→ **Records shown**:
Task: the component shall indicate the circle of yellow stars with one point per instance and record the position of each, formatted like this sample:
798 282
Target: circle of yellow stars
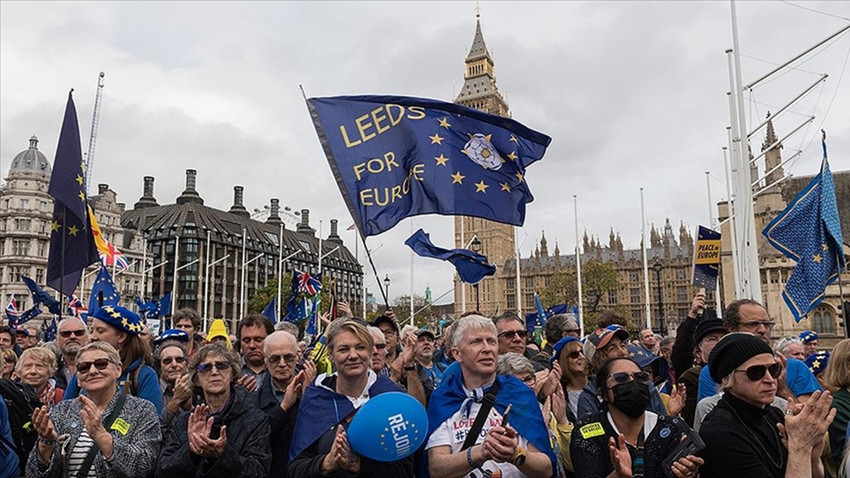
457 177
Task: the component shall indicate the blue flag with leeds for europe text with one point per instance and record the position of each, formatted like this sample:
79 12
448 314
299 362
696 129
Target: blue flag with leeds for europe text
809 231
72 246
395 157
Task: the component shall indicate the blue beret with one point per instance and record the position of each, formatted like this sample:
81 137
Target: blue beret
559 345
817 361
808 335
120 318
172 334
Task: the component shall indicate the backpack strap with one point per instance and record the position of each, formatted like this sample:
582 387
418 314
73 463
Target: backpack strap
483 413
87 463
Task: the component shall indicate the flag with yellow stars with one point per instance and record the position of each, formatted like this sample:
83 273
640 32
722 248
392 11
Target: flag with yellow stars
809 231
71 245
395 157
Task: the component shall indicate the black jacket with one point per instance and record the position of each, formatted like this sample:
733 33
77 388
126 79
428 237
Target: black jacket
247 453
282 424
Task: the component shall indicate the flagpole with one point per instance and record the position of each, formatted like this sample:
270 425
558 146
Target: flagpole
578 269
648 310
174 281
279 268
462 283
411 276
207 283
242 282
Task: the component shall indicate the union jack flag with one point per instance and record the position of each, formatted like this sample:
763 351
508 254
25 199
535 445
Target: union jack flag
75 305
12 312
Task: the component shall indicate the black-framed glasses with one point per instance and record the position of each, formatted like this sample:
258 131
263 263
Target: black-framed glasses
510 334
625 377
169 360
755 324
67 333
288 358
757 372
100 364
204 368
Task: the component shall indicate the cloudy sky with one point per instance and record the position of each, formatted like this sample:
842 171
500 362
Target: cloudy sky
632 93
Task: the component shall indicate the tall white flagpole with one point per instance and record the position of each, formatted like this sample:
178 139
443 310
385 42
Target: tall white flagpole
411 276
648 311
578 269
242 281
462 283
207 284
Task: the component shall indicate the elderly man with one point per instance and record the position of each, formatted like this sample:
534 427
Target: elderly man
71 336
512 336
189 321
280 392
465 440
747 315
253 330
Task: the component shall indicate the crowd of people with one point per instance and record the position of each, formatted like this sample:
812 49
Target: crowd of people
721 396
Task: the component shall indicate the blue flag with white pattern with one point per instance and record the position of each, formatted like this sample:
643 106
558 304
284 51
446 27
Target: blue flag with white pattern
809 231
394 157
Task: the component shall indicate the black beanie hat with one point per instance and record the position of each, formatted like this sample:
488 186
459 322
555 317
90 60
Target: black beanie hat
707 326
732 350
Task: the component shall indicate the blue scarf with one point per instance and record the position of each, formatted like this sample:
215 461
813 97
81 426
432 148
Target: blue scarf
525 415
322 409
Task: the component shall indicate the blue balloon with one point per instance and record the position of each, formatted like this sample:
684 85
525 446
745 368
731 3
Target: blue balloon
389 427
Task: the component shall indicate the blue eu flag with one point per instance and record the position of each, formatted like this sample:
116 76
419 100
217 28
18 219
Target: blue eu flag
808 231
103 284
471 266
395 157
72 247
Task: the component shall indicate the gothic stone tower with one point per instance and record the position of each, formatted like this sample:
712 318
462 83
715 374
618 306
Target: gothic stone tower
497 240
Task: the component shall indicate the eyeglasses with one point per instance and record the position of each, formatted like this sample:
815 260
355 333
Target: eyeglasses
755 324
510 334
169 360
625 377
757 372
67 333
205 368
100 364
288 358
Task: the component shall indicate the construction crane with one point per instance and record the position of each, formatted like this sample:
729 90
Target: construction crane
93 138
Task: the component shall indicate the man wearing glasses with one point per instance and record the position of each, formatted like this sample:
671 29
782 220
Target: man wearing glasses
279 395
71 336
512 338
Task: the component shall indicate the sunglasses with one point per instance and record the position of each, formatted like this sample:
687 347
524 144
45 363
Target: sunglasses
67 333
510 334
757 372
100 364
169 360
205 368
625 377
288 358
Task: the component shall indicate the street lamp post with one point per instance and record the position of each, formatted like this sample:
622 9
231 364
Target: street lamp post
387 286
657 268
475 247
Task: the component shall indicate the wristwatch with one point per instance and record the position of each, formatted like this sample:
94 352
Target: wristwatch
519 456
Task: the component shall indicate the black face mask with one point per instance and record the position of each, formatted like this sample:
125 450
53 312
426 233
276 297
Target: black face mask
631 398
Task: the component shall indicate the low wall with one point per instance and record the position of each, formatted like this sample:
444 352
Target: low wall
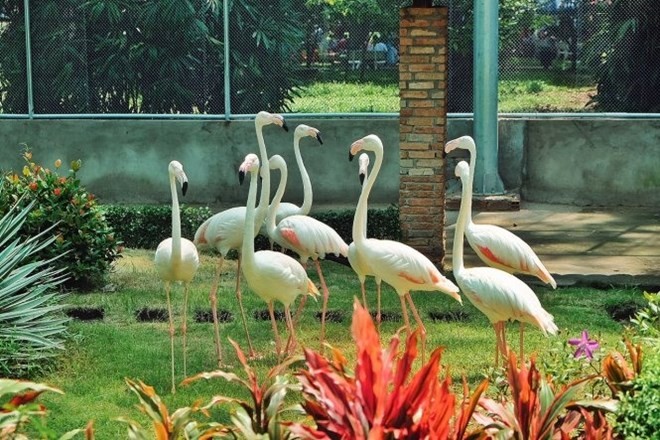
582 162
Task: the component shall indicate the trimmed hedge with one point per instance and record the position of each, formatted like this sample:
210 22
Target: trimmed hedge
144 226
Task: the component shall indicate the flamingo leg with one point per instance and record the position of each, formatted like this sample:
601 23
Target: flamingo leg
378 316
184 329
522 353
291 343
404 311
271 310
420 324
326 294
171 319
239 297
213 299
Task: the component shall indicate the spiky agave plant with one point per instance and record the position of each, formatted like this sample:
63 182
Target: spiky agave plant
32 325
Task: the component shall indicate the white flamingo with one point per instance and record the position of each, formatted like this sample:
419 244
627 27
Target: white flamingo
360 264
496 293
176 260
399 265
271 275
496 246
304 235
224 231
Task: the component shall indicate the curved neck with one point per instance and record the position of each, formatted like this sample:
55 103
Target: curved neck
275 204
461 222
262 210
360 218
247 250
176 222
307 183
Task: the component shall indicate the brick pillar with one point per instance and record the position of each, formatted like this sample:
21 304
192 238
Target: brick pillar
422 83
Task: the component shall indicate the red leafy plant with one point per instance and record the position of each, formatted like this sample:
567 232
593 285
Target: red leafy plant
382 398
536 411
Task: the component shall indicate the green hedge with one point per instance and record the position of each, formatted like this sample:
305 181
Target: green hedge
144 226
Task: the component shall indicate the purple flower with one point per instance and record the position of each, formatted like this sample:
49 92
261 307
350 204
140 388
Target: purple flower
585 346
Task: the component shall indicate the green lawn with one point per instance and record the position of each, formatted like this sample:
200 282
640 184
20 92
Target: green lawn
101 354
529 89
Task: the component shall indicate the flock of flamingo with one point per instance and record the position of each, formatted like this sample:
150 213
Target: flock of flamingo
275 276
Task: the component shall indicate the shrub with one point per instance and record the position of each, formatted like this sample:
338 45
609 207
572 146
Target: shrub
382 397
85 243
144 226
639 415
32 324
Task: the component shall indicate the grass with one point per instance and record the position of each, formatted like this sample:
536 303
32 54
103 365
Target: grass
101 354
528 88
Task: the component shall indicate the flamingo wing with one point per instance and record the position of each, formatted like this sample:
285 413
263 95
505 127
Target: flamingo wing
502 297
310 237
404 267
504 250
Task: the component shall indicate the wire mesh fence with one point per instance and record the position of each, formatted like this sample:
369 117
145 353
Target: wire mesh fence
310 56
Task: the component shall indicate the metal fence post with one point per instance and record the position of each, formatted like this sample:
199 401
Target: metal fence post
486 37
28 59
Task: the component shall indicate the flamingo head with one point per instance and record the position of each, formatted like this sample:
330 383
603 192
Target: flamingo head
265 118
276 162
462 170
369 143
463 142
176 171
364 166
249 165
303 130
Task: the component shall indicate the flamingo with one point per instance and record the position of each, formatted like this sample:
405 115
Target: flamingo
496 293
271 275
360 264
176 259
224 232
399 265
496 246
304 235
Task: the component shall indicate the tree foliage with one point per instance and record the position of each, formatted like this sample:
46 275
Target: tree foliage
166 56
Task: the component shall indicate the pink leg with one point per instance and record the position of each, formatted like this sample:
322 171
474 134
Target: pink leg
420 324
404 311
326 294
271 310
378 316
213 299
184 329
240 305
169 312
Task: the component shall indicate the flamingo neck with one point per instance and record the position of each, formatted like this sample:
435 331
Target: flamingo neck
275 204
262 209
247 249
176 222
307 183
461 222
360 218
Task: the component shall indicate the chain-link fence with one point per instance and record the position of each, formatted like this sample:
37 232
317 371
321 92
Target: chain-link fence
92 57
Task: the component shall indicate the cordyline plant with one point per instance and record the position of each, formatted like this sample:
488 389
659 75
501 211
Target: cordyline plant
19 409
535 411
382 398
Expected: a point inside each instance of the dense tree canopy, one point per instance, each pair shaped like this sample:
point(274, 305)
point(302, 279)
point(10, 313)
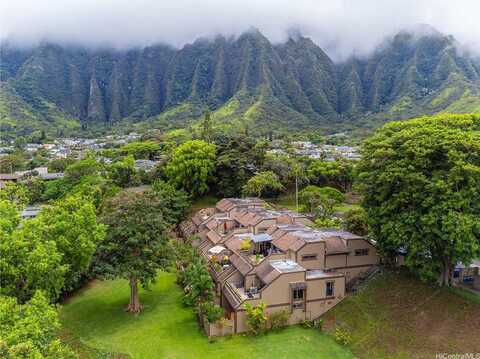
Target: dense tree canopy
point(338, 174)
point(30, 330)
point(192, 166)
point(421, 185)
point(265, 183)
point(237, 160)
point(28, 261)
point(137, 242)
point(141, 150)
point(123, 173)
point(320, 200)
point(175, 202)
point(72, 224)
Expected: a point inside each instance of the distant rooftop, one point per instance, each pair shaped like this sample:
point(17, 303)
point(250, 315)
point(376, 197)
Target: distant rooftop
point(286, 266)
point(318, 273)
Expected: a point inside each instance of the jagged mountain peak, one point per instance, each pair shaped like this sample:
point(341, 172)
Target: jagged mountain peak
point(243, 77)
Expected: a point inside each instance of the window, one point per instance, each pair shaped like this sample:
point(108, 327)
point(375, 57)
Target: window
point(361, 252)
point(297, 294)
point(298, 305)
point(329, 291)
point(456, 273)
point(309, 257)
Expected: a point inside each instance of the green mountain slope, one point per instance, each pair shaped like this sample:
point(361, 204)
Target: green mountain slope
point(245, 81)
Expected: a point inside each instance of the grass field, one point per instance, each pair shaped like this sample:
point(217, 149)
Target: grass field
point(94, 318)
point(397, 316)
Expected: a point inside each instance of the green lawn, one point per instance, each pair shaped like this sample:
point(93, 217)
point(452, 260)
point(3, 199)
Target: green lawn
point(397, 316)
point(165, 329)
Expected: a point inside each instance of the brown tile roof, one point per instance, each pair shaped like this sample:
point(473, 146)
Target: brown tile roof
point(202, 215)
point(240, 263)
point(214, 237)
point(266, 272)
point(9, 177)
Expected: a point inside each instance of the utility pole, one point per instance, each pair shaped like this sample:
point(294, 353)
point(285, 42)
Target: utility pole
point(296, 190)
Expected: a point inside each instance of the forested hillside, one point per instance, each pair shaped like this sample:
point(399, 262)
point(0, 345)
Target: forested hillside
point(247, 82)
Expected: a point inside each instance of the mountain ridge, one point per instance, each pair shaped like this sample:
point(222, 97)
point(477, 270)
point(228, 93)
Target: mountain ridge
point(246, 79)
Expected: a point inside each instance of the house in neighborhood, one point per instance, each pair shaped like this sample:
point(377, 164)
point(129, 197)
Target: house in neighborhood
point(467, 275)
point(256, 255)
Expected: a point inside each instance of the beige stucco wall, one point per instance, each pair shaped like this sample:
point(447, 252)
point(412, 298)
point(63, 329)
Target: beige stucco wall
point(312, 248)
point(263, 226)
point(335, 261)
point(353, 260)
point(277, 296)
point(317, 304)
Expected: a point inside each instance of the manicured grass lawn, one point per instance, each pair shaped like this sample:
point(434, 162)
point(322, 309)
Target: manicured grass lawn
point(166, 329)
point(397, 316)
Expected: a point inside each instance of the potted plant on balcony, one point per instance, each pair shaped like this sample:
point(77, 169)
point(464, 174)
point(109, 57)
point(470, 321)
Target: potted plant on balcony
point(246, 244)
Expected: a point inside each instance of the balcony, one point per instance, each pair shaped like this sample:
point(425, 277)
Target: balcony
point(236, 294)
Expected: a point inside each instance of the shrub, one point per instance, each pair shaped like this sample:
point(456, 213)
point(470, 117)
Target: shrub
point(342, 336)
point(278, 319)
point(256, 317)
point(319, 324)
point(212, 311)
point(246, 244)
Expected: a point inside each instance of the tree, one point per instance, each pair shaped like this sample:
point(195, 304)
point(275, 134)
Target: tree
point(192, 166)
point(237, 160)
point(72, 224)
point(320, 200)
point(30, 330)
point(87, 167)
point(28, 262)
point(207, 127)
point(256, 317)
point(60, 164)
point(12, 162)
point(420, 180)
point(123, 172)
point(175, 202)
point(9, 217)
point(355, 221)
point(141, 150)
point(338, 174)
point(15, 193)
point(137, 243)
point(263, 183)
point(198, 283)
point(35, 188)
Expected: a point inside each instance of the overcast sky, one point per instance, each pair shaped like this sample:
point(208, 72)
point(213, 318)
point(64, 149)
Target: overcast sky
point(341, 27)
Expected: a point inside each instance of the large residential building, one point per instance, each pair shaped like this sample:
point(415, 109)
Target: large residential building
point(257, 254)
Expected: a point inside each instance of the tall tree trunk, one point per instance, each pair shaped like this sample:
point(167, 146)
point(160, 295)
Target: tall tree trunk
point(134, 306)
point(445, 279)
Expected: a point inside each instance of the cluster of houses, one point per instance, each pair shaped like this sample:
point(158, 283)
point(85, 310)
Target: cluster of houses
point(325, 152)
point(39, 172)
point(74, 147)
point(257, 254)
point(322, 152)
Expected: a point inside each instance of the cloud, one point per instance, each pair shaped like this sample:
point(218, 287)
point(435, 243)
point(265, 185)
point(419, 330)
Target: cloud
point(341, 27)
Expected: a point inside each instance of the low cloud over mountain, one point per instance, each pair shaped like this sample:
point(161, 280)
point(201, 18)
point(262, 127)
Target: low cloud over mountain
point(340, 27)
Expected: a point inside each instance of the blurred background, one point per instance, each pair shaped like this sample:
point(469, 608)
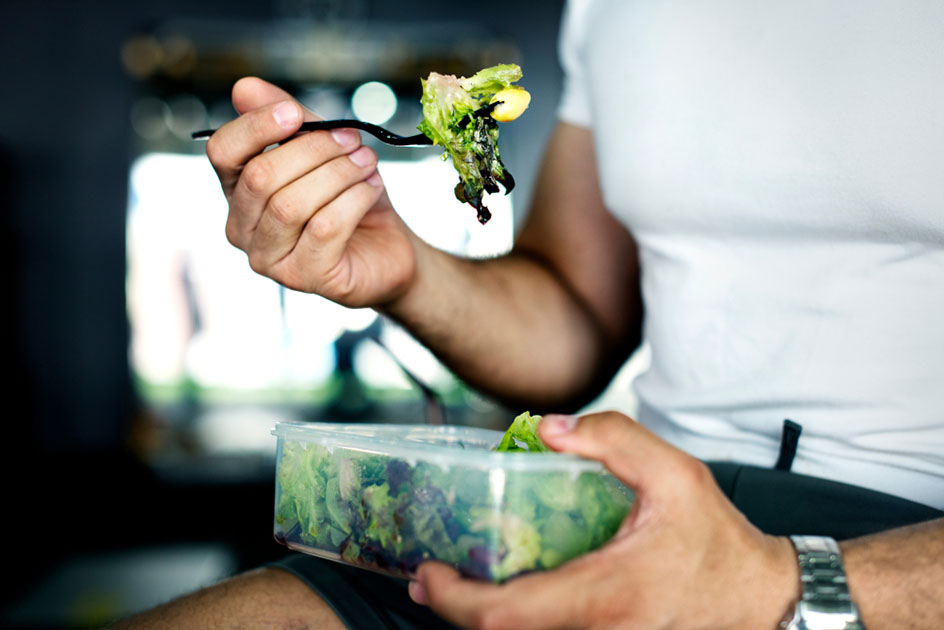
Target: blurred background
point(147, 362)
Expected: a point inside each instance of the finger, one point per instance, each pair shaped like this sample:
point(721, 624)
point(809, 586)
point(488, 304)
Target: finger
point(632, 453)
point(271, 172)
point(318, 203)
point(531, 602)
point(251, 93)
point(235, 143)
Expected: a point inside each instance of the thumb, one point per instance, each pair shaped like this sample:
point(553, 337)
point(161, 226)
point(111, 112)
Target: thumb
point(631, 453)
point(251, 93)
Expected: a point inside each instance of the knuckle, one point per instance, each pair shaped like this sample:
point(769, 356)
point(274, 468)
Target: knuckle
point(232, 235)
point(695, 472)
point(257, 262)
point(322, 227)
point(257, 176)
point(282, 209)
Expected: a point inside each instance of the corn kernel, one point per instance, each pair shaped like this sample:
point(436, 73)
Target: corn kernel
point(511, 103)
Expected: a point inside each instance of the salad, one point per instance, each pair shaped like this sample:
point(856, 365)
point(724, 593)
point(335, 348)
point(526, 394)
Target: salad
point(462, 115)
point(391, 513)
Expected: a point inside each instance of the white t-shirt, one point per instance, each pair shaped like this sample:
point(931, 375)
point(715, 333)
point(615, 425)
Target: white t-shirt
point(781, 165)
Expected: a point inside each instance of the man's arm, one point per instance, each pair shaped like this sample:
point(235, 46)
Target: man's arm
point(685, 558)
point(545, 326)
point(549, 324)
point(897, 577)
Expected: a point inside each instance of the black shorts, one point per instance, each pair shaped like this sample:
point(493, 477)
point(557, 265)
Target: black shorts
point(777, 502)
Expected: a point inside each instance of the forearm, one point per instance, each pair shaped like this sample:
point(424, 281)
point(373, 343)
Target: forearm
point(508, 326)
point(549, 324)
point(897, 577)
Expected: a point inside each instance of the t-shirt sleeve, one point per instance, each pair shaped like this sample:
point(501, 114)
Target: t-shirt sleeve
point(574, 105)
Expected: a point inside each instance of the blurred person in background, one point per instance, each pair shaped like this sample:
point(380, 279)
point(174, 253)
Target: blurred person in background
point(754, 191)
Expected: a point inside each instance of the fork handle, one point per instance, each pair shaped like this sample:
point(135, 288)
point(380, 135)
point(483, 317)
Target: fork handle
point(344, 123)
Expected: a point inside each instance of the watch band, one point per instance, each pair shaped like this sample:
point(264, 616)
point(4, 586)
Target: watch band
point(825, 603)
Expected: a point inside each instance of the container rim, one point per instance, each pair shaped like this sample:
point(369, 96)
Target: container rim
point(406, 441)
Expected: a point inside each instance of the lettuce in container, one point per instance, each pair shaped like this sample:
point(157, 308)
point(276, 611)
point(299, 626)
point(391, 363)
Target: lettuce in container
point(461, 114)
point(387, 498)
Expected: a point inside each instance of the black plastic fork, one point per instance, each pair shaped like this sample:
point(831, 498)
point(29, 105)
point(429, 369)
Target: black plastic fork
point(382, 134)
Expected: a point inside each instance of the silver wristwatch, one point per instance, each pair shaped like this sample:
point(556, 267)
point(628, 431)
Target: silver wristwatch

→ **Exercise task**: Starting at the line that contains "Expected: a point inside each instance of the forearm, one" and continuing through the last of the entries, write those lines out again with "container" changed to "tub" everywhere and nothing else altered.

→ **Written solution**:
Expected: a point inside each instance of the forearm, one point per instance, each pair shaped like this sample:
point(424, 281)
point(373, 343)
Target: forearm
point(508, 326)
point(549, 324)
point(897, 577)
Expected: a point inside each instance of the t-shirt sleeve, one point per instance, each pair shaped like this sample:
point(501, 114)
Target: t-shirt sleeve
point(574, 105)
Expected: a point inside each instance of the blurred person in background, one point per instance, each pair shaped like this sample:
point(380, 279)
point(174, 253)
Target: blurred person in background
point(754, 191)
Expected: a point inside each instance of the fork handle, one point per instance, each pair shaped like this sample:
point(135, 288)
point(380, 135)
point(483, 317)
Target: fork handle
point(344, 123)
Expected: a point inside each instance of the watch band, one point per instance, each pair shaped like this sample:
point(264, 616)
point(4, 586)
Target: watch band
point(825, 603)
Expected: a point inside each instance of the tub rim, one point per instance, each pair shaped like this sample:
point(369, 96)
Target: tub rim
point(406, 441)
Expected: a point inside each instance of the lettuce in tub, one point per instance, each pair shaped like this sample:
point(157, 308)
point(276, 611)
point(299, 626)
point(391, 363)
Target: lettuce in tub
point(461, 114)
point(387, 498)
Expected: a point inside each instance of the black plastic fork, one point per instance, each pair shaped like this sample:
point(831, 498)
point(29, 105)
point(429, 369)
Target: black plastic fork
point(382, 134)
Expected: a point inside each instance of the silver wristwatch, one point per instance, each pair shaped like this sample:
point(556, 267)
point(628, 431)
Target: silver wristwatch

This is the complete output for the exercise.